TEXT SEGMENT ▸
↓↓↓

She took a large fish out of the refrigerator, laid it on a chopping board, cut off its head and its tail, laid it in her baking pan and covered it with freshly chopped herbs while Rosalie watched.
“Why did you cut the head and tail off?” asked Rosalie curiously.
Her mother thought for a while and then said, “I’ve always done it that way – that’s how Grandma did it.”
“Why did Grandma do that?”
“I don’t know,” said her mother. “Let’s go ask her.”
So they went round to Grandma’s house to find out why she cut the head and tail off the fish before baking it.
Grandma thought for a while and then said, “I’ve always done it that way. That’s how my mother did it.”
“Why did Great Grandma do that?” asked Rosalie.
“I don’t know,” said Grandma. “You’ll have to ask her.”
So Rosalie and her mother went to visit Great Grandma to see if they could find out why you needed to cut the head and tail off a fish before you bake it.
Great Grandma was very pleased to see them, and laughed heartily when she heard the question.
“it’s very simple,” she said. “I had to cut off the head and the tail because my baking pan was too small to fit a whole fish in!”
Nonetheless, our early experiences are among the most powerful forces shaping us, precisely because they happened when we were at our most impressionable.
Contrary to popular belief, you don’t have to be raised by cruel parents to have negative experiences. Our parents might love us very much, they might have the best of intentions, but not have good social skills themselves, for instance. So they would be likely to avoid social situations, or handle them awkwardly, and this would be the example that we would get, leaving us poorly equipped to deal with such situations ourselves.

↑↑↑

GIVEN ENTRIES ▸

↓↓↓

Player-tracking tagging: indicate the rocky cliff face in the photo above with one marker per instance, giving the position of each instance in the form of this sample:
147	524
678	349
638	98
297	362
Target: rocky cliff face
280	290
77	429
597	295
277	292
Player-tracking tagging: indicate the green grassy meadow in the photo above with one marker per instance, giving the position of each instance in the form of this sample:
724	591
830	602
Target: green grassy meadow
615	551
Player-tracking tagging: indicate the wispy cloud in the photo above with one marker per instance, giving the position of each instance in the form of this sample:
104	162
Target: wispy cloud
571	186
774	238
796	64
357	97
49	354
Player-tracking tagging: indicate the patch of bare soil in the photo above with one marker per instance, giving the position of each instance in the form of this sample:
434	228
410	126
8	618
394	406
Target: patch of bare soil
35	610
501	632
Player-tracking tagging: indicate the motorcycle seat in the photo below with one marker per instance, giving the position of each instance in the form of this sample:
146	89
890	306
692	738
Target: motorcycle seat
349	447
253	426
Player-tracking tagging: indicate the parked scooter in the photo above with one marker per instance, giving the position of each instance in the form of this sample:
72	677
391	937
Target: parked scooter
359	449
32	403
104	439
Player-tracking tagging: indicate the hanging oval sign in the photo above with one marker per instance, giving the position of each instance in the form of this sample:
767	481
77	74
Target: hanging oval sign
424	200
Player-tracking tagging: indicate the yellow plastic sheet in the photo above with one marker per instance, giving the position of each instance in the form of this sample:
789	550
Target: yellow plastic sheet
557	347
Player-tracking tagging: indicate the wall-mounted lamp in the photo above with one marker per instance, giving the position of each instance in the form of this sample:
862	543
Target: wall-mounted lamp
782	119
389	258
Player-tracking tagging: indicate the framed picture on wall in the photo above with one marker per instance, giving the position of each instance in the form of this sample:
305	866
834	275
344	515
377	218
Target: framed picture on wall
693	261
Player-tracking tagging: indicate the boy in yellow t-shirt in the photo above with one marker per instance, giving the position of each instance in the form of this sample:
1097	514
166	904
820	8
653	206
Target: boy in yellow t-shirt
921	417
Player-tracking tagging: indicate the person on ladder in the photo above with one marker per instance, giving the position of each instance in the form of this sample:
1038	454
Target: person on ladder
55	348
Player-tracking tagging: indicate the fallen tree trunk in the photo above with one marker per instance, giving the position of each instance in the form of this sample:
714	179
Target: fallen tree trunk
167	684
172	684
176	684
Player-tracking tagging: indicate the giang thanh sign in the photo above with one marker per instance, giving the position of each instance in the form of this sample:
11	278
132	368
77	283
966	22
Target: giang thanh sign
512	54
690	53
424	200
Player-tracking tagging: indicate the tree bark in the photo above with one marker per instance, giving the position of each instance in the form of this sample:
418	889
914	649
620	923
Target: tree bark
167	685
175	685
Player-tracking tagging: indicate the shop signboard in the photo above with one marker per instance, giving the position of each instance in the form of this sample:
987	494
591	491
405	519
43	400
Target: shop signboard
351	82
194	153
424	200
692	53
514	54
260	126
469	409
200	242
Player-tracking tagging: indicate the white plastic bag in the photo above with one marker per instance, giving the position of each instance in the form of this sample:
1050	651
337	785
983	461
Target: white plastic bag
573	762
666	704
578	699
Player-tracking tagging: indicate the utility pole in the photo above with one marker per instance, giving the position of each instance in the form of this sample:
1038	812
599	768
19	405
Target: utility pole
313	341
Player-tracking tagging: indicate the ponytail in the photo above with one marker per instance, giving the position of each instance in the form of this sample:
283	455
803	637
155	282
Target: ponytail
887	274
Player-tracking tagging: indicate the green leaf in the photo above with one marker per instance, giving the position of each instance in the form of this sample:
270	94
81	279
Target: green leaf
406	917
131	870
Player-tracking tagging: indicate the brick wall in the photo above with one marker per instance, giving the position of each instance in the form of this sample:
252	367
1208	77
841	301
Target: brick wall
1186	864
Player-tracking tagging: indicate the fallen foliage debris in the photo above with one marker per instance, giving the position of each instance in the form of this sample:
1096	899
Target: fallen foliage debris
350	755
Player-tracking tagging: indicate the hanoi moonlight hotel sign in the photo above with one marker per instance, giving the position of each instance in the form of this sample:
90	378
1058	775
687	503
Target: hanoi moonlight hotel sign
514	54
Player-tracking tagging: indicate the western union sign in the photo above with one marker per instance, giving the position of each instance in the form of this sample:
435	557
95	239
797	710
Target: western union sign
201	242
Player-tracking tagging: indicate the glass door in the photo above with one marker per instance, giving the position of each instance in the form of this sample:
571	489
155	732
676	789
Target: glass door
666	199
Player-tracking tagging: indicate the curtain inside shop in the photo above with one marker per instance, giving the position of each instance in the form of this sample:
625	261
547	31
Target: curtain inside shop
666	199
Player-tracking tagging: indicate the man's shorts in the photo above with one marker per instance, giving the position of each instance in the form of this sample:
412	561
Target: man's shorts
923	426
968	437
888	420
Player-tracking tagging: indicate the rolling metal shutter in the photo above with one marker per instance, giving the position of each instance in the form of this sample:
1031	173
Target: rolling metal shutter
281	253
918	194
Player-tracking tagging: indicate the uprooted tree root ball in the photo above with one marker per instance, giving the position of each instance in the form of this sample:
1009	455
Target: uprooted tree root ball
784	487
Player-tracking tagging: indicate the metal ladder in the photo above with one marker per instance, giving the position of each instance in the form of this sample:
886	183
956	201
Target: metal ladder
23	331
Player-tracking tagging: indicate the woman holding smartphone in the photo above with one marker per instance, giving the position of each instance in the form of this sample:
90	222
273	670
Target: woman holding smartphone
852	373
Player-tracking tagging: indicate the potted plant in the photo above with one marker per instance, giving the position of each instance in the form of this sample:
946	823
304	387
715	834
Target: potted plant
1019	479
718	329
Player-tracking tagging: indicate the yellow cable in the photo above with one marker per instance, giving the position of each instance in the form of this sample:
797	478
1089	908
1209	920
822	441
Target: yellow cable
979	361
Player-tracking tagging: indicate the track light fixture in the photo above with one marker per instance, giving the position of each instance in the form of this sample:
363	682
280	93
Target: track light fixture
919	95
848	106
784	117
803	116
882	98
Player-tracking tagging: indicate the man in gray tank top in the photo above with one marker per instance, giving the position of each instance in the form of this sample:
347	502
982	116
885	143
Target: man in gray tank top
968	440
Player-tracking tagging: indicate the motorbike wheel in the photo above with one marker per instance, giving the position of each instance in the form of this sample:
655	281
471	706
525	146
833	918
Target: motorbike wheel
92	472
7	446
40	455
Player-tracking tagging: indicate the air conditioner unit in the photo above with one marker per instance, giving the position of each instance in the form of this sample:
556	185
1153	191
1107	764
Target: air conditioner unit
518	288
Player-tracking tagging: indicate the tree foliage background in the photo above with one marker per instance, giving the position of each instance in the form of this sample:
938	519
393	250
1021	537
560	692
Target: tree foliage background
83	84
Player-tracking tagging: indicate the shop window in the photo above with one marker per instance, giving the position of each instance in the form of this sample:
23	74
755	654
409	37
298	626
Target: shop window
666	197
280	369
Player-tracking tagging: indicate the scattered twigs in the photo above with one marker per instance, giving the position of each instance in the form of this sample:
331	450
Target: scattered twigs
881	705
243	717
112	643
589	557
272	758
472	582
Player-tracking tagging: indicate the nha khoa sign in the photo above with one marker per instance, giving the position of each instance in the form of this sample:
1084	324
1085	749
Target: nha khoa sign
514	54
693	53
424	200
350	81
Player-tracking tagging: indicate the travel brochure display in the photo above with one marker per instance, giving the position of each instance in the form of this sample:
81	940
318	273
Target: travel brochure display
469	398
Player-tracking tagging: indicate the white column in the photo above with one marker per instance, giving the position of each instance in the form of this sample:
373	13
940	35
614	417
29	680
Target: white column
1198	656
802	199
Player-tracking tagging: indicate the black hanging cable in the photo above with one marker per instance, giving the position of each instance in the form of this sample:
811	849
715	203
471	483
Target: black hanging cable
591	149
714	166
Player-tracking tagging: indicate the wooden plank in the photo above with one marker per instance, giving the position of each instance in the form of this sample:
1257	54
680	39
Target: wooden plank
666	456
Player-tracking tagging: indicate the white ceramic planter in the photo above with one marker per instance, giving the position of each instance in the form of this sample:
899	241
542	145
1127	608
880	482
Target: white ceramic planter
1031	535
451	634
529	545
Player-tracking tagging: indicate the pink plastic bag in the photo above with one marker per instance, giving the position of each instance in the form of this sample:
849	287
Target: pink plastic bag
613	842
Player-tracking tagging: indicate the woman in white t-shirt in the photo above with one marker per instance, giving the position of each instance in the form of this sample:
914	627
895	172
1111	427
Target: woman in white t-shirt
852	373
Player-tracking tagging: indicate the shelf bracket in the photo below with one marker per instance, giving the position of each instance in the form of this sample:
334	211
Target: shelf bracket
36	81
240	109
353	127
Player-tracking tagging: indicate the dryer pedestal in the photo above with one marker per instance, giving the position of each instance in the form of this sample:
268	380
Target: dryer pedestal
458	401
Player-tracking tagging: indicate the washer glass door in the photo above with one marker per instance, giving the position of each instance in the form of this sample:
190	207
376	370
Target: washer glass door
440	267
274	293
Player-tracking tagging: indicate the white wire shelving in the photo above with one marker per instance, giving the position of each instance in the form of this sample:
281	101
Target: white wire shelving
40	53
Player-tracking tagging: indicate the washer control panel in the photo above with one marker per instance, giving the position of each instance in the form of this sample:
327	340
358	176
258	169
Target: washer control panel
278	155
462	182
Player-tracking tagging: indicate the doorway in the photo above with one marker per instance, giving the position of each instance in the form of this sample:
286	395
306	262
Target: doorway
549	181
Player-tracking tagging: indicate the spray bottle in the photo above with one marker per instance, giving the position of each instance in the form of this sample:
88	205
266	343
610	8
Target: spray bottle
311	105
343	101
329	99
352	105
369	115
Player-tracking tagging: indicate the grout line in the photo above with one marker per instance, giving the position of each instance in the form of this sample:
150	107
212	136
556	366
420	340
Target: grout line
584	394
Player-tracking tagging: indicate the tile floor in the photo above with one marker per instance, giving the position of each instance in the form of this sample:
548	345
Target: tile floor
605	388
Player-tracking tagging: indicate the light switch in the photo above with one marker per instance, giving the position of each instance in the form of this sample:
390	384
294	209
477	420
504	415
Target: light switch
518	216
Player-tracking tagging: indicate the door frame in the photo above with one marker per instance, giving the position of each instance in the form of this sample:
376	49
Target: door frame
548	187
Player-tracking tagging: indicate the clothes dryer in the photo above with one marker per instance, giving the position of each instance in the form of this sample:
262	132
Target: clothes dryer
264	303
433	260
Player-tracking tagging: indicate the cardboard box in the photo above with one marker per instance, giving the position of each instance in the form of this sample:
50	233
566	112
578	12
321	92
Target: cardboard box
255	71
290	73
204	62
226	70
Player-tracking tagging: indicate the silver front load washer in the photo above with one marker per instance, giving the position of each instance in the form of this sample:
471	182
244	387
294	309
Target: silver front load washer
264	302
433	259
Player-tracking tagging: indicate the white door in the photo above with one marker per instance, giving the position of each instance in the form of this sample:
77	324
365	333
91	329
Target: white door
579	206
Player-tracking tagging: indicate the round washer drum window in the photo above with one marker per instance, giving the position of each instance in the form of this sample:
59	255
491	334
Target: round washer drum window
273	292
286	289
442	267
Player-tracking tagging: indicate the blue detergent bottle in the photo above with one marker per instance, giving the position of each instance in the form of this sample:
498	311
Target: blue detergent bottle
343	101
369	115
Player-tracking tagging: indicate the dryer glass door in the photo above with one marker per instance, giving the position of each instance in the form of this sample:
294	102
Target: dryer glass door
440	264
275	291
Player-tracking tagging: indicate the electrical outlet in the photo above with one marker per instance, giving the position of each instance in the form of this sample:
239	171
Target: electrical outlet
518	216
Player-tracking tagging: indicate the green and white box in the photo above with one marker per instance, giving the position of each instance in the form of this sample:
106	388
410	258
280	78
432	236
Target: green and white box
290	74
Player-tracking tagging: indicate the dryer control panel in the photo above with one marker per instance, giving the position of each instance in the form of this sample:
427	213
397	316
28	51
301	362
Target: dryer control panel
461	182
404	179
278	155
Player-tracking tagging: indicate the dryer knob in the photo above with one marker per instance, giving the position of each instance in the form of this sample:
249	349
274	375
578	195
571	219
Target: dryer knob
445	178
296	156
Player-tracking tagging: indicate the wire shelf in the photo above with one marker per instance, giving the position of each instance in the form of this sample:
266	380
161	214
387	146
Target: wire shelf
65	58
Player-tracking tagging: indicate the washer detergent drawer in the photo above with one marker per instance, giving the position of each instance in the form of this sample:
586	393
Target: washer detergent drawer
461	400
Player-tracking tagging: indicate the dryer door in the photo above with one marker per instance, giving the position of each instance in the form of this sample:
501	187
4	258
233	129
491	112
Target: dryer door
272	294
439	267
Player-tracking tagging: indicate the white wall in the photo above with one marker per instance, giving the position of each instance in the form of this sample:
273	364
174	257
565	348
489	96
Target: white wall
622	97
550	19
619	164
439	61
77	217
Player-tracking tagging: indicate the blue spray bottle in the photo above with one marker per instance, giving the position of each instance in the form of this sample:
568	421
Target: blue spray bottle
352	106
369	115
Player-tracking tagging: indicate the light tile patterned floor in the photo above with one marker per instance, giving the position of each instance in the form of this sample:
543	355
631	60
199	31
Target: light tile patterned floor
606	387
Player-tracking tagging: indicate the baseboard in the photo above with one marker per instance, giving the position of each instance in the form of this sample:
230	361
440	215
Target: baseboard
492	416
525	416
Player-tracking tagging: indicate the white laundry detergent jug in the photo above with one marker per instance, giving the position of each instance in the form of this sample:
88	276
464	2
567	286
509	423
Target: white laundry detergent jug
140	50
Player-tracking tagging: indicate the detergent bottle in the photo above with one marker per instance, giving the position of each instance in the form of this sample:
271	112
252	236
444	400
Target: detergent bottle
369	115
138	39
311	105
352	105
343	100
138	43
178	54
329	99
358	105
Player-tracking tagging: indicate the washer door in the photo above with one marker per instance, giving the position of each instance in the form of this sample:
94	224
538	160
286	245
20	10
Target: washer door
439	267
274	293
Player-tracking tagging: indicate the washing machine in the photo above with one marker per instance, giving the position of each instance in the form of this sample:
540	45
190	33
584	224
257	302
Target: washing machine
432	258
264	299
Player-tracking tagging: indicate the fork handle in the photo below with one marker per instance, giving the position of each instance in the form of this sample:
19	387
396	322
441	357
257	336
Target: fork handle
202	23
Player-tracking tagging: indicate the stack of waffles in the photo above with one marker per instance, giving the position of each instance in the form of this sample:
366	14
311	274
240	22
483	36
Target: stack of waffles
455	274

↑↑↑

INSTRUCTIONS FOR THE TASK ▸
Answer these questions on the text about the fish and the baking pan, one line each.
1. What did Rosalie's mother cover the fish with once it was in the pan?
2. Why did Great Grandma cut off the fish's head and tail?
3. What might well-meaning, loving parents lack themselves, according to the final paragraph?

TASK OUTPUT ▸
1. Freshly chopped herbs.
2. Her baking pan was too small to fit a whole fish.
3. Good social skills.